**PROBLEM 1**. In the dysphagia guide, which four muscles make up the suprahyoid complex?
**PROBLEM 2**. Transcribe the dysphagia guide word for word, starting at "Why suprahyoid strength" and continuing up to and including "by post-swallow aspiration.".

**DOCUMENT EXCERPT**.
╔══

Dysphagia Knowledge Hub — 吞嚥困難知識庫
Shaker Exercise vs Chin Tuck Against Resistance (CTAR) for Dysphagia
When the upper esophageal sphincter (UES) does not open widely enough during a swallow, residue collects in the pyriform sinuses, post-swallow aspiration risk rises, and patients describe a “stuck” sensation in the throat. The two most widely studied rehabilitation exercises for this problem both target the same muscle group — the suprahyoids — but they look different at the bedside, feel different to the patient, and carry different risks. This guide walks through the Shaker head-lift exercise and the newer Chin Tuck Against Resistance (CTAR), the evidence base for each, and how speech-language pathologists choose between them in 2026 practice.
Why suprahyoid strength matters in swallowing
The suprahyoid complex — mylohyoid, geniohyoid, anterior digastric, and stylohyoid — pulls the hyoid bone upward and forward at the moment of swallow. This anterior hyolaryngeal excursion is what physically tugs the UES open and helps the larynx tilt forward to protect the airway. When suprahyoid strength is reduced (after stroke, prolonged intubation, head and neck radiotherapy, or simply with sarcopenia), the UES opens less widely, less completely, and for less time. The result is the classic videofluoroscopic picture of pharyngeal residue at the valleculae and pyriform sinuses, sometimes followed by post-swallow aspiration.

╚══

**RECORD EXTRACTS**.
╔══

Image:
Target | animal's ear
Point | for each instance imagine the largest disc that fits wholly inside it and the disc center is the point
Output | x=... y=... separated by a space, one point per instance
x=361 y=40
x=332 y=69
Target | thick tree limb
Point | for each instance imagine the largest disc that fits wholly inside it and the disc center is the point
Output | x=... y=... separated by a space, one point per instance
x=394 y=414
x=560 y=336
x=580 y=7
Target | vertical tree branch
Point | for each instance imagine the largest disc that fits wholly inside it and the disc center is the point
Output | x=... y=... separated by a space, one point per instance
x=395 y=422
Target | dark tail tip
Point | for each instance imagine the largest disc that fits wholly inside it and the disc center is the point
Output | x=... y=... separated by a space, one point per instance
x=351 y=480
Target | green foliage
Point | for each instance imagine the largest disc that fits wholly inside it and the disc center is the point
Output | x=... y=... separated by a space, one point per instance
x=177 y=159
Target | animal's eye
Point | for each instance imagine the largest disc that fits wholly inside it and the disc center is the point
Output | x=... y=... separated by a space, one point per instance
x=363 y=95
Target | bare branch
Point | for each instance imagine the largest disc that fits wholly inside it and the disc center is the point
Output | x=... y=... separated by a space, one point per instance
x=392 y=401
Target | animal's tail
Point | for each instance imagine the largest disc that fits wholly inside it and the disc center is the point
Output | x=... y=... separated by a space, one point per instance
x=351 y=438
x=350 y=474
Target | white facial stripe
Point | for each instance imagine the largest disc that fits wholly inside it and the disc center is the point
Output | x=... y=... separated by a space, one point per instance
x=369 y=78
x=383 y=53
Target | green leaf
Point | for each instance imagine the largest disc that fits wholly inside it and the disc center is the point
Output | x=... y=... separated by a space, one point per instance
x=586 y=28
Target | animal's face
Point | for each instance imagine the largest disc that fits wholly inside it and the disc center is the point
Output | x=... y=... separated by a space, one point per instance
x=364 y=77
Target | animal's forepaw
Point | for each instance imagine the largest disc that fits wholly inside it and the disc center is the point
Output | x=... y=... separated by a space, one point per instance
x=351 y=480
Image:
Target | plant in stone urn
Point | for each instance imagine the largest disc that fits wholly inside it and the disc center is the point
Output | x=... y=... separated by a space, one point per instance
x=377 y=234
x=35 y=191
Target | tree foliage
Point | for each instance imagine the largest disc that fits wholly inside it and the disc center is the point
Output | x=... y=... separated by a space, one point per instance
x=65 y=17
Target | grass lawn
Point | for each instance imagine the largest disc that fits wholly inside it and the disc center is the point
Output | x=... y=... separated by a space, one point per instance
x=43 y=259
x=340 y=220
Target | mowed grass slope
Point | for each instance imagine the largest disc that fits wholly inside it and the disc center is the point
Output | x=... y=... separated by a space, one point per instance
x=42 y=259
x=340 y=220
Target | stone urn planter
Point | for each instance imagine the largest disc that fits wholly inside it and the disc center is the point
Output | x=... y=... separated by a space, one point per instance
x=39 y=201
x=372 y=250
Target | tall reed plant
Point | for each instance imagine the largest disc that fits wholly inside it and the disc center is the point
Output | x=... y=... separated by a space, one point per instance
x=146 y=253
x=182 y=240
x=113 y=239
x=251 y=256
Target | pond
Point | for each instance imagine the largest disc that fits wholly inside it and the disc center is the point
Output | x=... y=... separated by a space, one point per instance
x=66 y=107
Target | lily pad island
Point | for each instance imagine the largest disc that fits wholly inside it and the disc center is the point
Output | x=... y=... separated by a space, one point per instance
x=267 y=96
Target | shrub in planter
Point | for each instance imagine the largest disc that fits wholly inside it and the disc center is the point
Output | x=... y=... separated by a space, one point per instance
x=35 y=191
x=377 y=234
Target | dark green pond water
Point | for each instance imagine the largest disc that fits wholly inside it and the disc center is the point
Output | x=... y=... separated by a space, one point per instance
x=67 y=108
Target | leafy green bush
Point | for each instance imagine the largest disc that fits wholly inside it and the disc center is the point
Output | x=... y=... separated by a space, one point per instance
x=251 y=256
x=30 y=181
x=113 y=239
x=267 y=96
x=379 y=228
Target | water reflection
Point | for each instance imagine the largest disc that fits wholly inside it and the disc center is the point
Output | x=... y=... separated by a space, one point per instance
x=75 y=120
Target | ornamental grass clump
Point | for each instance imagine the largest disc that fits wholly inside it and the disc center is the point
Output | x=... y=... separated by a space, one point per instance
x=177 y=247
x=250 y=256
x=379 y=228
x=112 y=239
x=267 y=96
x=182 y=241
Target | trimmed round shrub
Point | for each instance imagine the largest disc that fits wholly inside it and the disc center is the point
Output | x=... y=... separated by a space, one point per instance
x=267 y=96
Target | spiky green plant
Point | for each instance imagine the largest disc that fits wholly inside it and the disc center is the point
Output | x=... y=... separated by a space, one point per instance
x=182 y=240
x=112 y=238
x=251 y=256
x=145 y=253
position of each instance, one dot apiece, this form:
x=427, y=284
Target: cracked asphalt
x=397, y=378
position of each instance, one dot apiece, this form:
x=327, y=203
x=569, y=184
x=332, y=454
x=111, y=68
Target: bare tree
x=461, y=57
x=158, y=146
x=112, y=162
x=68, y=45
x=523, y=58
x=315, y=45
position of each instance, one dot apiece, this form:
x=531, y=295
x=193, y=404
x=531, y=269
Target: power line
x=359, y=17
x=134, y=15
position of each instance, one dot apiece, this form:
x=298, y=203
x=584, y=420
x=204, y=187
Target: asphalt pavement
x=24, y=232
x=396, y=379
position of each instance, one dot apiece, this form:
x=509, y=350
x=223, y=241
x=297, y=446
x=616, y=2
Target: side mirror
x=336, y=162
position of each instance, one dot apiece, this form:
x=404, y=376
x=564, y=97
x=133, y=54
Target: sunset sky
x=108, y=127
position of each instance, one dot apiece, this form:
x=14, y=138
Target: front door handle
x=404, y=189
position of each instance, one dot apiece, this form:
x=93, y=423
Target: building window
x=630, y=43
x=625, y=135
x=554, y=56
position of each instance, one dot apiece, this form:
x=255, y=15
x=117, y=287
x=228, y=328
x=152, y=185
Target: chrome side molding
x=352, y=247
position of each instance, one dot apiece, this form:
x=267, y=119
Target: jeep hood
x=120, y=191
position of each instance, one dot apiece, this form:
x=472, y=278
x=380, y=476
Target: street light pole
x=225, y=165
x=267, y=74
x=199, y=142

╚══
╔══

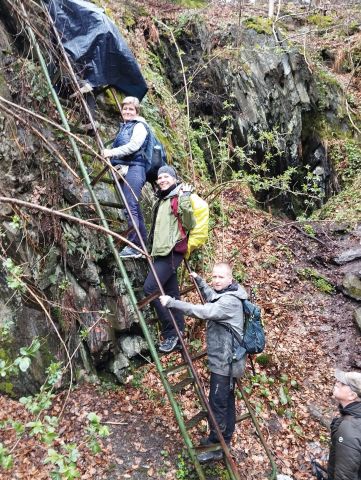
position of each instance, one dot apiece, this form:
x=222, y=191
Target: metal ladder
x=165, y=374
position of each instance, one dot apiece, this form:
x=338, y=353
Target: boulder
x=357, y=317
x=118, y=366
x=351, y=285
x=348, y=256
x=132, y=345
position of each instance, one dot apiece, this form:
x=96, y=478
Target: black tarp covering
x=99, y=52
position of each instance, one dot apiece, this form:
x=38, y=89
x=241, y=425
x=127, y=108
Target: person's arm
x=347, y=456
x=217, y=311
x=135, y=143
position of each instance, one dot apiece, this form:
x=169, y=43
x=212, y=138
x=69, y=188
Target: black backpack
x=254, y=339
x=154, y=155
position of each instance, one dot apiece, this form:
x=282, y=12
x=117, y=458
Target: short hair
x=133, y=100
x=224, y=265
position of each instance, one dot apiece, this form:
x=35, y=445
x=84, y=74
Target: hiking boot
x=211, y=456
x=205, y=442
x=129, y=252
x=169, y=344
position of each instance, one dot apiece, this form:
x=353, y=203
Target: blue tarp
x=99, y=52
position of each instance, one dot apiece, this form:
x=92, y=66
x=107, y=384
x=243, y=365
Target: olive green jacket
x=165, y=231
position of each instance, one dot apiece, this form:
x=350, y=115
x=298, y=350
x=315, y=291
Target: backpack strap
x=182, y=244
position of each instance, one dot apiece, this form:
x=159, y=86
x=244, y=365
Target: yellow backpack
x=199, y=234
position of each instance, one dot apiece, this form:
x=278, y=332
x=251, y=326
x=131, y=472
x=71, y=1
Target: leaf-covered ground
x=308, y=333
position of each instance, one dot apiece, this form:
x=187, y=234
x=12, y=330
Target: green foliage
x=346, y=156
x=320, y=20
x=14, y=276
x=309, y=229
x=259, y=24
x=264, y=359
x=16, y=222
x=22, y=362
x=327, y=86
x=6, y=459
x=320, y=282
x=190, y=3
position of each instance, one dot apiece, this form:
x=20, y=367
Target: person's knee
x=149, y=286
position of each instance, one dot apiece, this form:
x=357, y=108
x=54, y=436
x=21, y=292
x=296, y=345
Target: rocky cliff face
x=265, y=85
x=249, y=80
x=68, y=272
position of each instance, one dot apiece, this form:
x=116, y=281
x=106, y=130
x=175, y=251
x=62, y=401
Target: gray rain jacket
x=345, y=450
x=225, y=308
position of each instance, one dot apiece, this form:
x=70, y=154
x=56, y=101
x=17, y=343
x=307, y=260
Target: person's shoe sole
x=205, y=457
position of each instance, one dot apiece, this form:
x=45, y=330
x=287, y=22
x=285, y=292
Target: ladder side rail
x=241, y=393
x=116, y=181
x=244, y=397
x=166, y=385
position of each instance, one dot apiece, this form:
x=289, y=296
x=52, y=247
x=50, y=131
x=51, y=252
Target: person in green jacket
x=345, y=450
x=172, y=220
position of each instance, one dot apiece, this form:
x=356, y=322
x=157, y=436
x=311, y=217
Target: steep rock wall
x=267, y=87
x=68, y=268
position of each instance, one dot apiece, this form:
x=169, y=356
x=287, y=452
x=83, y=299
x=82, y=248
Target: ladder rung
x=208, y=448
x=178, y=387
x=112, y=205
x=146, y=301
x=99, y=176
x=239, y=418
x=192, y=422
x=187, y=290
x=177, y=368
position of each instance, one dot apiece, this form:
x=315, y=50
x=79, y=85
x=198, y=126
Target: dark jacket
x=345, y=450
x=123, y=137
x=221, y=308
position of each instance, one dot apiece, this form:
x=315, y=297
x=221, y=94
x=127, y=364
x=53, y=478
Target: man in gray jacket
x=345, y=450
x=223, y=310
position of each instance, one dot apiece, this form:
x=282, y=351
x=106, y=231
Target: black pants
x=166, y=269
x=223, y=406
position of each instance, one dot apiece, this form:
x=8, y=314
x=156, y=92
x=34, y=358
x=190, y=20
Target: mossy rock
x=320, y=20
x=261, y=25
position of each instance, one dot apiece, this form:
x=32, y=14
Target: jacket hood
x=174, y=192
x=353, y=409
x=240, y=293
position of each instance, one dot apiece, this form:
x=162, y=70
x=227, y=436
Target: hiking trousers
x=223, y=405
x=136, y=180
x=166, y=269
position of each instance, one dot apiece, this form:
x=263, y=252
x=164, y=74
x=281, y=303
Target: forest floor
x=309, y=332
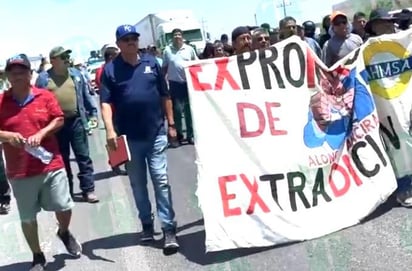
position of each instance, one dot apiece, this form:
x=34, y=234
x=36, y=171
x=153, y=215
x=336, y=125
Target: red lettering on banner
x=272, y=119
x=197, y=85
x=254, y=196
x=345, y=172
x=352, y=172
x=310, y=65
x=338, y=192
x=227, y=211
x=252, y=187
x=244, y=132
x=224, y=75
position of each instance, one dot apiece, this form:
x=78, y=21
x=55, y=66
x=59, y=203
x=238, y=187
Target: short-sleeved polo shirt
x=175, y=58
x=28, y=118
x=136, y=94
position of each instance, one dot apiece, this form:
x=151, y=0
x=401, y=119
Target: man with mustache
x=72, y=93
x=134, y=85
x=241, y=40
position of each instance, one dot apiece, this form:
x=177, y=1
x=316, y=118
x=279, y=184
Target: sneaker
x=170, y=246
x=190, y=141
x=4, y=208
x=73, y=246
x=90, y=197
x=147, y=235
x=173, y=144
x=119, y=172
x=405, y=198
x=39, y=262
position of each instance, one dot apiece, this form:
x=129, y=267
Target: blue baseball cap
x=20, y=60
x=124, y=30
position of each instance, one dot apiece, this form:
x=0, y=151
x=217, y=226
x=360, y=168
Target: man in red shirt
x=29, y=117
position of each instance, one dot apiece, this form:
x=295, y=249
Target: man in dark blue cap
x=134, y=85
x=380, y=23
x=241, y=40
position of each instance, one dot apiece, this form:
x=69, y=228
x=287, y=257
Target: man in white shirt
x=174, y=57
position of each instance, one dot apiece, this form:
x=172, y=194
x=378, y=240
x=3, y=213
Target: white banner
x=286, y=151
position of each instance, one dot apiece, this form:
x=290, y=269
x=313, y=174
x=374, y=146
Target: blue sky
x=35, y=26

╚══

**OUTPUT 1**. Mylohyoid, geniohyoid, anterior digastric, and stylohyoid.

**OUTPUT 2**.
Why suprahyoid strength matters in swallowing
The suprahyoid complex — mylohyoid, geniohyoid, anterior digastric, and stylohyoid — pulls the hyoid bone upward and forward at the moment of swallow. This anterior hyolaryngeal excursion is what physically tugs the UES open and helps the larynx tilt forward to protect the airway. When suprahyoid strength is reduced (after stroke, prolonged intubation, head and neck radiotherapy, or simply with sarcopenia), the UES opens less widely, less completely, and for less time. The result is the classic videofluoroscopic picture of pharyngeal residue at the valleculae and pyriform sinuses, sometimes followed by post-swallow aspiration.